■ What the exercise asks
Where the records below show a line containing "Target: white backdrop wall", start copying; end with the line containing "Q: Point to the white wall", and copy it too.

Referring expression pointing data:
┌──

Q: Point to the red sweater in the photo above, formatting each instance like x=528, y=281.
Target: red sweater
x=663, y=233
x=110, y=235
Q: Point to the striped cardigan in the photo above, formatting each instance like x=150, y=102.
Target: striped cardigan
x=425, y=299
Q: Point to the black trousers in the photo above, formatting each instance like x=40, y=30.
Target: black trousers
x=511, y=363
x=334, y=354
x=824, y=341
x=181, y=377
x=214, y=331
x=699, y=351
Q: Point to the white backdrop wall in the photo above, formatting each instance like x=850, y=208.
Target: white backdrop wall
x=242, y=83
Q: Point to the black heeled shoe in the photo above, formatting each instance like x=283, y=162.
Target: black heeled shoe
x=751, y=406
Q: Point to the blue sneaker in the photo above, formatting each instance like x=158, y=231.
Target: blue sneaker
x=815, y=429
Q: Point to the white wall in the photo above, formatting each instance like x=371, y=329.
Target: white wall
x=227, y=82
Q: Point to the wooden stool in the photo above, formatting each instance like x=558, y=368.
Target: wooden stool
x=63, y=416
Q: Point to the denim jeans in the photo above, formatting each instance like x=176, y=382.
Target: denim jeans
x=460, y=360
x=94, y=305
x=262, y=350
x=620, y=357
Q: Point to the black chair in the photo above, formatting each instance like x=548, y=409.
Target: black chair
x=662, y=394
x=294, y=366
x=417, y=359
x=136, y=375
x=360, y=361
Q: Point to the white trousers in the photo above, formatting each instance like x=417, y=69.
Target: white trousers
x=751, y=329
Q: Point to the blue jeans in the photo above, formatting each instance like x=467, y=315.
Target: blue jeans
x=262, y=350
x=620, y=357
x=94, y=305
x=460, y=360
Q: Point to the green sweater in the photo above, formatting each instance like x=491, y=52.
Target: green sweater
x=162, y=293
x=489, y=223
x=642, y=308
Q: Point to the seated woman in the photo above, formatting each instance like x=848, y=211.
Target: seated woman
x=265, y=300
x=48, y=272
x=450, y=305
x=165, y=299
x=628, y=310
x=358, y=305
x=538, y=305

└──

■ Reply to the task
Target: white backdrop wall
x=242, y=83
Q: Point to the black heeled shoe in the photo above, formatting each instance like x=283, y=162.
Target: black heeled shoe
x=751, y=406
Q: Point to the blue sneaker in the photo above, formatting each instance like x=158, y=231.
Target: blue sneaker
x=815, y=429
Q: Point to the white wall in the photo above, formatting each instance like x=371, y=329.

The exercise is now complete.